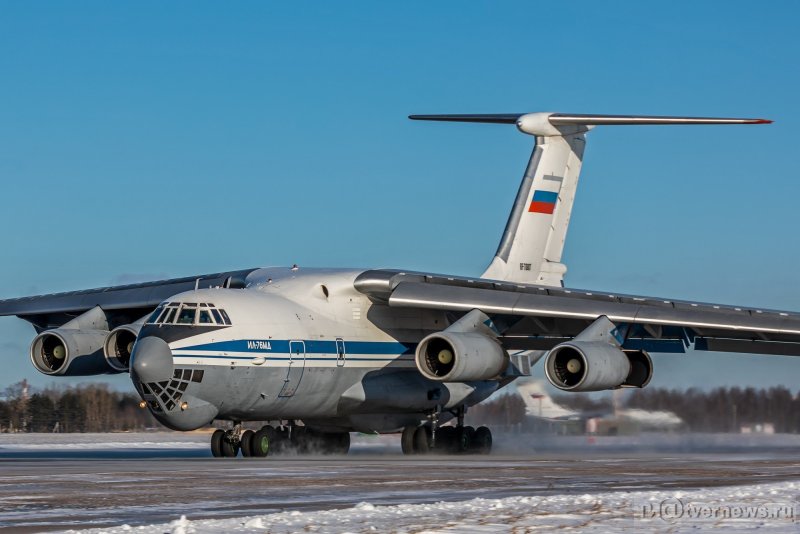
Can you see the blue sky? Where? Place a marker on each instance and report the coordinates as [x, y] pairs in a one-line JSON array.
[[272, 134]]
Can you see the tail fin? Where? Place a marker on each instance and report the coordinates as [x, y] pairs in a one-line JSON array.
[[531, 247]]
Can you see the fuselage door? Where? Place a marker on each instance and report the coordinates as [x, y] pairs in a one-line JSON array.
[[296, 365], [341, 355]]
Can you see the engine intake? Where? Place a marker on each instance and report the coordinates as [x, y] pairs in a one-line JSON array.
[[460, 357], [596, 366], [70, 352]]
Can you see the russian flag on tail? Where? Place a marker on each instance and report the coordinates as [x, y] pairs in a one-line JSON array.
[[543, 202]]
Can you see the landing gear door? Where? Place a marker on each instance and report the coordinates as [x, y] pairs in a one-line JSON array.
[[341, 354], [297, 364]]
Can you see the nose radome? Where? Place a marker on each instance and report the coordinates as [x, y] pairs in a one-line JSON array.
[[151, 360]]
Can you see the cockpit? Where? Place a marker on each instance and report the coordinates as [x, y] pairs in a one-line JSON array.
[[190, 314]]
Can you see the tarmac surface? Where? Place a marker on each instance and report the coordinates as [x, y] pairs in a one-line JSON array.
[[81, 485]]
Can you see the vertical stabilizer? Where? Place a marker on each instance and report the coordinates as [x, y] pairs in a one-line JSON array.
[[533, 241]]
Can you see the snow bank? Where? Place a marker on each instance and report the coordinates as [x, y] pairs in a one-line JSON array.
[[599, 512]]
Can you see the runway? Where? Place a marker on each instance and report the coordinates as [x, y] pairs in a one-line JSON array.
[[81, 486]]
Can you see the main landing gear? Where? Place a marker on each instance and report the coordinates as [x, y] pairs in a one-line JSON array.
[[446, 440], [271, 440], [459, 439]]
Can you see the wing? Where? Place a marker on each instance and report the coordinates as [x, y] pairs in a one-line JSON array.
[[533, 317], [124, 304]]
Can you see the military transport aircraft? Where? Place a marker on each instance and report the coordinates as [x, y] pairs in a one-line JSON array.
[[319, 353]]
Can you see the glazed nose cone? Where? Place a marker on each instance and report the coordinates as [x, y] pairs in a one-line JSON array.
[[151, 360]]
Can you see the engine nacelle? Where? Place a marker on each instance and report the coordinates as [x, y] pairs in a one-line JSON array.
[[596, 366], [70, 352], [118, 346], [460, 357]]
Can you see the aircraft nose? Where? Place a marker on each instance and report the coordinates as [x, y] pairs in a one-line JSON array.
[[151, 360]]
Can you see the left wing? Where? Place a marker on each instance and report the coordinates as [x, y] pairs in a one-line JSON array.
[[539, 317], [123, 304]]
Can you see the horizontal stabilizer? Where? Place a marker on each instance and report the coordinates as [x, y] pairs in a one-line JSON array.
[[562, 119]]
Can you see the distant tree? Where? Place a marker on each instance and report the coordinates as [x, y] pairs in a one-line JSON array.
[[42, 414]]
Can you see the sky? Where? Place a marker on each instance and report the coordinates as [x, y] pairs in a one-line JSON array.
[[149, 139]]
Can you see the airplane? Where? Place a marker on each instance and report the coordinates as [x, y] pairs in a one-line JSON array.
[[541, 408], [320, 353]]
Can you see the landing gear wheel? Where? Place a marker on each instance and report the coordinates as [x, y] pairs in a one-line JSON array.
[[246, 443], [262, 441], [482, 442], [341, 443], [445, 439], [407, 440], [280, 442], [422, 440], [230, 449], [300, 440], [463, 439], [216, 443]]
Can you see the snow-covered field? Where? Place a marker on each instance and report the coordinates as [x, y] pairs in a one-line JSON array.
[[167, 482], [103, 441], [771, 507]]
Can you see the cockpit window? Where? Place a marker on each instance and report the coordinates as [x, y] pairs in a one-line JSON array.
[[168, 316], [190, 313], [186, 316], [155, 314]]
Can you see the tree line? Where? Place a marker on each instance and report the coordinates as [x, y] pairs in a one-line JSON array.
[[87, 408], [716, 410]]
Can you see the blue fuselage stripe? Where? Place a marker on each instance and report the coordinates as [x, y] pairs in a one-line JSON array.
[[281, 346]]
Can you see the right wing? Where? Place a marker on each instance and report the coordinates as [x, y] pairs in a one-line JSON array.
[[532, 317]]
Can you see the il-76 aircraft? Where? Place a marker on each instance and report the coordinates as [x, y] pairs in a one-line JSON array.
[[319, 353]]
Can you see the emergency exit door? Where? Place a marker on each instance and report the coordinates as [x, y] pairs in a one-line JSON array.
[[296, 366]]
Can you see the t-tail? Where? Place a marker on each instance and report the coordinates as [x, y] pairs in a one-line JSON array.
[[533, 241]]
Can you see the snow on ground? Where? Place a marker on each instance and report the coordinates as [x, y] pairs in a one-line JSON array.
[[772, 507], [105, 441]]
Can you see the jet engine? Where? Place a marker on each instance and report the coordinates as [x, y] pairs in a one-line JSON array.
[[596, 366], [70, 352], [460, 357], [118, 346]]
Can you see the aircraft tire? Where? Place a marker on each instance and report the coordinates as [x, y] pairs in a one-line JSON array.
[[482, 441], [216, 443], [463, 439], [301, 440], [261, 442], [407, 440], [246, 443], [229, 449], [340, 443], [445, 439], [422, 440]]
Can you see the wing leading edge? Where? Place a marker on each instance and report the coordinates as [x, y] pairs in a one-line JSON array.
[[132, 300]]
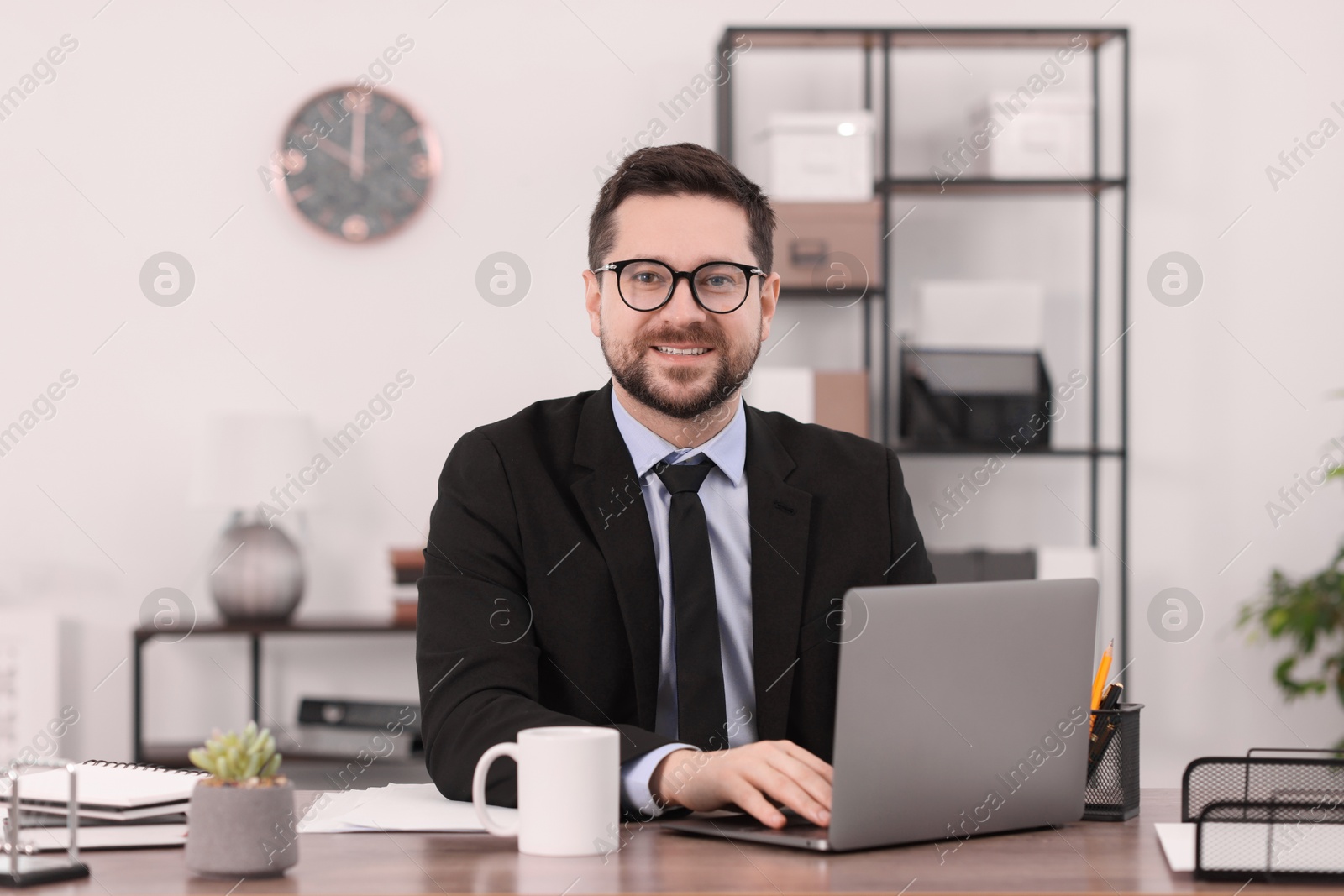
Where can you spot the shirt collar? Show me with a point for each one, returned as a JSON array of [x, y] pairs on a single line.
[[727, 449]]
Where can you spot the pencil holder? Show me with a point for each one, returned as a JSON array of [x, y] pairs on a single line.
[[1113, 785]]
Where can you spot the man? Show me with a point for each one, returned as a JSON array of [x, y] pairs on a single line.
[[656, 555]]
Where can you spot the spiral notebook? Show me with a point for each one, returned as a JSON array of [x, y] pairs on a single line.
[[108, 790]]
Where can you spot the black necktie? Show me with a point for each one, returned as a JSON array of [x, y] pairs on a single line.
[[699, 667]]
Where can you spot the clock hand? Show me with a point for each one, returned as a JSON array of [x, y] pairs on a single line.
[[335, 152], [356, 141]]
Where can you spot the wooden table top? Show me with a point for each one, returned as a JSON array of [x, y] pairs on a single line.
[[1084, 857]]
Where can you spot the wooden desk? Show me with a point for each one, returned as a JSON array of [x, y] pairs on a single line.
[[1085, 857]]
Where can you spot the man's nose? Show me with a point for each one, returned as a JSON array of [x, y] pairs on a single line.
[[682, 307]]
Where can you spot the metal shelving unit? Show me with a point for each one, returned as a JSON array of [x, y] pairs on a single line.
[[878, 46]]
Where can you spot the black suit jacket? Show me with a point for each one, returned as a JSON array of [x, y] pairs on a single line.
[[539, 604]]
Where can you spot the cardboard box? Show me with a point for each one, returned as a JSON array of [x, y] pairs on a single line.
[[828, 246], [837, 399]]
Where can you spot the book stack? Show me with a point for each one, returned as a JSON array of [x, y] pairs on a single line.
[[124, 805], [407, 567]]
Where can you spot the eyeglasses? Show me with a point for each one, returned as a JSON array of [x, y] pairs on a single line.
[[647, 285]]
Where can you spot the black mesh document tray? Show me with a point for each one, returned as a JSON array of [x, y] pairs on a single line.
[[1268, 819]]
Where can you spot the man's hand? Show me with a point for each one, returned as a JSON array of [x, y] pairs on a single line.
[[749, 777]]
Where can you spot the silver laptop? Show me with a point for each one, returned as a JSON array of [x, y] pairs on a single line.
[[961, 710]]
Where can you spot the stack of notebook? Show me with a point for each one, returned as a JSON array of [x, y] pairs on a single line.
[[145, 804]]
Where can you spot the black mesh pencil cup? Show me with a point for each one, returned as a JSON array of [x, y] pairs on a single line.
[[1113, 783]]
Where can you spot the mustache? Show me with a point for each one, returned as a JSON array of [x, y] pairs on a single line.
[[696, 333]]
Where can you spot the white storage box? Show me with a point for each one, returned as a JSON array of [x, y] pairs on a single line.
[[820, 156], [1043, 136], [1000, 315]]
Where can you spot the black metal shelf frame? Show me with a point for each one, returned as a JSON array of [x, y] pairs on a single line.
[[884, 40]]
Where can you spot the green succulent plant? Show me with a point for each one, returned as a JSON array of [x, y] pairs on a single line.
[[235, 758]]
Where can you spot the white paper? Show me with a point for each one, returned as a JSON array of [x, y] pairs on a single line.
[[398, 808], [1178, 841]]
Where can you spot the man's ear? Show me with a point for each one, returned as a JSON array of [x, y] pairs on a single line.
[[593, 301], [769, 300]]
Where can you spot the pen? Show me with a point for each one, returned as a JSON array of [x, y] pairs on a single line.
[[1101, 739]]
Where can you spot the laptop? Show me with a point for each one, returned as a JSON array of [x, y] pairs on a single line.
[[961, 710]]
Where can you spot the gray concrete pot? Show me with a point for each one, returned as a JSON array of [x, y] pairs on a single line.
[[241, 832]]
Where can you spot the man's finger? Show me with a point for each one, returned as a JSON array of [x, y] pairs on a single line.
[[816, 786], [750, 799], [808, 758], [780, 786]]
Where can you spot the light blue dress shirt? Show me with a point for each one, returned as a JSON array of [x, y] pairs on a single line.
[[725, 499]]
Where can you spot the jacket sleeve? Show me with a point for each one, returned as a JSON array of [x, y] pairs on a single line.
[[476, 653], [909, 559]]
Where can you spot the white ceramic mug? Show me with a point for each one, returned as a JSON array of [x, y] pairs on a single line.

____

WORK INSTRUCTION →
Retype exactly the lines from the one containing "Where can you spot the pen?" through the last line of the records above, including both.

RESPONSE BOX →
Where can you spot the pen? Show me with a point for each one, returned as a JSON array of [x, y] pairs on a single line.
[[1101, 739]]
Where can you spot the laptop? Show me with a point for each one, returned as a JSON array of [x, y] pairs on a single line.
[[961, 710]]
Where can you spot the gray concrete pot? Show me with a point for each one, returned as a JSON array of [x, y] pairs on a single line.
[[241, 832]]
Where can you spot the man's finger? Show me with a point for each one, returned as a JSON array of [x, y] pairs on a single line.
[[816, 786], [750, 799], [808, 758], [780, 786]]
Where can you spot the light blue dress shirt? Show me with a point for each one, returned as a JSON array of [x, y] pairs on a single line.
[[725, 499]]
Where can you spot the jacket sleeve? Show me with a point for each one, returned as a JSON array of [x, y] pairs on a single line.
[[476, 653], [909, 559]]
Where can you spot the white ceramic mug? Show me with a point for each one, returned as a JSON array of [x, y] pairs on a single line.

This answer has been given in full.